The tasks:
1 – Translate into French this sentence from the post on predicting late payments: "The second is to identify the invoices that will be paid after the due month."
2 – Reproduce everything in the late-payment prediction post from "Unfortunately, the dataset" down to "the business team.", character for character.

Supplied text:
=-=-=-=-=

Prediction of Late Payments Using Decision Tree-Based Algorithms

Arthur Flor
5 min readNov 25, 2021

Divide and conquer

Here I am, another post on decision trees. Unlike my first experience, this project was exciting and full of ideas throughout its process, and of course, more motivating. I’m currently at the beginning of my PhD, and this project was carried out in a class at the beginning of the year (2021), but it is worth mentioning it in a post. If you are interested, the link to the project and paper:

What are Decision Trees?

Just to have an overview, a decision tree is a data structure in which the combination of conditions (nodes) leads to a decision (leaf node). So you use machine learning to build the best decision tree based on the data you have.

What is Invoice-to-Cash?

The project context refers to late payments in the business area. One of the processes I had the opportunity to read was about Invoice-to-Cash. This process involves the actions of a company to receive payment. Thus, it is essential for the financial stability of any company, given the collection of accounts receivable as its main activity. So imagine we have the following questions:

How long will the customer take to pay me? Will the customer pay me after the due date or sooner? Will the customer pay me?

With that in mind, it’s common for managers to want some answer and then take action involving the company’s capital.

Dataset

Unfortunately, the dataset is private. However, I can mention that it brings information about customer purchases, such as dates, values, customers, and related companies. In total, there were 2.7 million records initially, considering January 2018 to February 2021.

The step I consider most important is the processing and transformation of data (Fig. 1). Here you can adapt/improve according to your scenario.

First, we have the dataset and data extraction. In this step, I made some filters related to the business rule and removed features that didn’t add to the project context.

Second, outlier detection. It is necessary to carefully analyze possible outliers and, at the same time, validate with the business team.

Third, grouping the data. This step is dataset-specific (I think), as a customer can make multiple purchases on the same day. So we want to group customer invoices by day.

Fourth, historical data. At this point, I generate features related to customer history for each purchase day. In other words, new features related to his past were added for every purchase. This step is essential because we will add relevant information, such as the customer’s financial situation, average customer delay, purchase frequency, etc.

Fifth, time-related information. Finally, the date features are converted to numerical values to find gaps between the purchase and due date, days left until the end of the month, etc.

Fig. 1: Pre-processing steps

Experiment

As a proposed solution for the project, I split the problem into 3 steps (Fig. 2). The first is to identify the invoices that will be paid late. The second is to identify the invoices that will be paid after the due month. Third, estimate how many days are late after the due month. In this way, we were able to bring more information to the results, improving decision-making.

Fig. 2: Steps for the experiment

We can say that for each defined step, the complete experiment was carried out: selection of features, search for hyperparameters (grid search), training with cross-validation, testing, and evaluation (Fig. 3).

=-=-=-=-=

Material:

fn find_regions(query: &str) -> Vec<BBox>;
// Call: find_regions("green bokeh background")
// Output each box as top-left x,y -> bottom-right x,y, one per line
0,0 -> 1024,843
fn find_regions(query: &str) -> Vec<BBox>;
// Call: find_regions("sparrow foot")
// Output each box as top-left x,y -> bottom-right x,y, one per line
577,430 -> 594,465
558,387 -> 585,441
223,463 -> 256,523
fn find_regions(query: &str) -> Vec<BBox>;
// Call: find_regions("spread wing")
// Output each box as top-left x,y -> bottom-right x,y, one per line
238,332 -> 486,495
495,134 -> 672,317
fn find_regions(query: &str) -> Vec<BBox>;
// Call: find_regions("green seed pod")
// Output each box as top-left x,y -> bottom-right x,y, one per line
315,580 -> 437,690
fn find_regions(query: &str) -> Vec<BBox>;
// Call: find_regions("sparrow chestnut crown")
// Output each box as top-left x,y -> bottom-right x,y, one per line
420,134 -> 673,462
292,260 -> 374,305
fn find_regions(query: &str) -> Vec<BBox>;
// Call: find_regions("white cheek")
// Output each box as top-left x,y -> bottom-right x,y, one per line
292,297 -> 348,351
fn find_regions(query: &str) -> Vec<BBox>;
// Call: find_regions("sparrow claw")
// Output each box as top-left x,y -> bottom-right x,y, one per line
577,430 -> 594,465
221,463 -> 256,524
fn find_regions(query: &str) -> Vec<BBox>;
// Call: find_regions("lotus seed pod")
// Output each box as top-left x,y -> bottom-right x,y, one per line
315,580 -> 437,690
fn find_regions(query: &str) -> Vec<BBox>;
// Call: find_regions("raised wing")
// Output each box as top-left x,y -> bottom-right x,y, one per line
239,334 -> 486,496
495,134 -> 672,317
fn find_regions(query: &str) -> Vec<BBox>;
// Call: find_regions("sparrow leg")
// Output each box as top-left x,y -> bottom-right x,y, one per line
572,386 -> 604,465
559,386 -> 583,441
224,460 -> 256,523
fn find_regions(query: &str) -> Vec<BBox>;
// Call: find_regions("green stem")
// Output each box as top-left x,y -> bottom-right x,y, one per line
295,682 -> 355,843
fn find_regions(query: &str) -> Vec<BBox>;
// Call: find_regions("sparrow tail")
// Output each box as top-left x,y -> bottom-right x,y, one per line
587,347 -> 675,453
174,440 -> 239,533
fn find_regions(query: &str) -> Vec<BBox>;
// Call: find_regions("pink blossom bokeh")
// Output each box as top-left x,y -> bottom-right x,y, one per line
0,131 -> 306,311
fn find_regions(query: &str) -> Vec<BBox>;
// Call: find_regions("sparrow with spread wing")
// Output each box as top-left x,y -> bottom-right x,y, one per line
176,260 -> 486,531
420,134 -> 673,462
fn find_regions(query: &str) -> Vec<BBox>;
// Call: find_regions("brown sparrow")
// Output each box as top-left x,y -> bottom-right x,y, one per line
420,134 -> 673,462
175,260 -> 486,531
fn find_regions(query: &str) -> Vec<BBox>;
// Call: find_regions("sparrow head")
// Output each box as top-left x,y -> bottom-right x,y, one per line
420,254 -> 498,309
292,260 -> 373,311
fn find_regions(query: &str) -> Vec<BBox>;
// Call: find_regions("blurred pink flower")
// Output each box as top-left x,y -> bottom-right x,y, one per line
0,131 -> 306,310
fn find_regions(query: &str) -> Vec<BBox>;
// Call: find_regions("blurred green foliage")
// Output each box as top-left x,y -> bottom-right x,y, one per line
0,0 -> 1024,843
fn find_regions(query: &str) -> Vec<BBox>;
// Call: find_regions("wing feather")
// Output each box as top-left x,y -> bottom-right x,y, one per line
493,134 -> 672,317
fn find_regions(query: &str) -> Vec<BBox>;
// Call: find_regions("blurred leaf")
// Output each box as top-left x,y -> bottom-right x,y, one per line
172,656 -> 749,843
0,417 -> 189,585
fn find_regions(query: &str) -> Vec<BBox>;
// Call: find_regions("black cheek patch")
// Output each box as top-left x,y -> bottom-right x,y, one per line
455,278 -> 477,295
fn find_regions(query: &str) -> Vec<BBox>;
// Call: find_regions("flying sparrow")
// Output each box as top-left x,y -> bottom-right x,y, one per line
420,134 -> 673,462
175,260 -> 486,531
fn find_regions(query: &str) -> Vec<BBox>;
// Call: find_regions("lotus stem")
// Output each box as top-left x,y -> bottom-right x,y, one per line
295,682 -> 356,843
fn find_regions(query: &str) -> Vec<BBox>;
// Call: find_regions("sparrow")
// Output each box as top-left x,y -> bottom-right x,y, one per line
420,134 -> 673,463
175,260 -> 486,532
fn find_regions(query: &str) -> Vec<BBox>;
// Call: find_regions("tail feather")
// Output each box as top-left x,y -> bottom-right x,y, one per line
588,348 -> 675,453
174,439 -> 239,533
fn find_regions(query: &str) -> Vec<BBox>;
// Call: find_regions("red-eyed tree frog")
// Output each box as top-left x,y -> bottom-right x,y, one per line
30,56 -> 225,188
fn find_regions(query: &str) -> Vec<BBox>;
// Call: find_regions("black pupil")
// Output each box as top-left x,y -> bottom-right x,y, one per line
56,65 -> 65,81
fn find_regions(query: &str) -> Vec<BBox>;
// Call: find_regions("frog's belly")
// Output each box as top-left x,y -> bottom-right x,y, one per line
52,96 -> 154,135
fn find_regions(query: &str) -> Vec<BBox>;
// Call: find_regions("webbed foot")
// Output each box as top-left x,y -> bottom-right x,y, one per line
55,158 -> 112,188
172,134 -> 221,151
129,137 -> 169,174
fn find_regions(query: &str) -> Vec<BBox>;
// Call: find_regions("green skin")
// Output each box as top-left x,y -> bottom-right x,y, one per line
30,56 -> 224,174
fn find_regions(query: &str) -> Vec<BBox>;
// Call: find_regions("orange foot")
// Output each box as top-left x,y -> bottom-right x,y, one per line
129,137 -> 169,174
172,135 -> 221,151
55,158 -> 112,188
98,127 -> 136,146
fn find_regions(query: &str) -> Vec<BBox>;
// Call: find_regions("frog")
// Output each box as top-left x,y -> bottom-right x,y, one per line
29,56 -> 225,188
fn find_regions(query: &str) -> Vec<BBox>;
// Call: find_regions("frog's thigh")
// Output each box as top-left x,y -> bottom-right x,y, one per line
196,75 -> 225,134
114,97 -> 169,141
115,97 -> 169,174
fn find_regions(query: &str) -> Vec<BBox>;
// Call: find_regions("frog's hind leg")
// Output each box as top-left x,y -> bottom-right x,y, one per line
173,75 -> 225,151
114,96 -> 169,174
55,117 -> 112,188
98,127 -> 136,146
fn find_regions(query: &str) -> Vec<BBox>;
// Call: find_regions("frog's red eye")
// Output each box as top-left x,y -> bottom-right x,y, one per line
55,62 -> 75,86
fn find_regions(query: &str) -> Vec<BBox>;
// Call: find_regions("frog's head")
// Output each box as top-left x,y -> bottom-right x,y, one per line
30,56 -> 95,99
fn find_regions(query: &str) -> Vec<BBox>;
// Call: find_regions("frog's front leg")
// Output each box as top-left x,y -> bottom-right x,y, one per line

=-=-=-=-=

Responses per task:
1 – Le deuxième consiste à identifier les factures qui seront payées après le mois d'échéance.

2 –
Unfortunately, the dataset is private. However, I can mention that it brings information about customer purchases, such as dates, values, customers, and related companies. In total, there were 2.7 million records initially, considering January 2018 to February 2021.

The step I consider most important is the processing and transformation of data (Fig. 1). Here you can adapt/improve according to your scenario.

First, we have the dataset and data extraction. In this step, I made some filters related to the business rule and removed features that didn’t add to the project context.

Second, outlier detection. It is necessary to carefully analyze possible outliers and, at the same time, validate with the business team.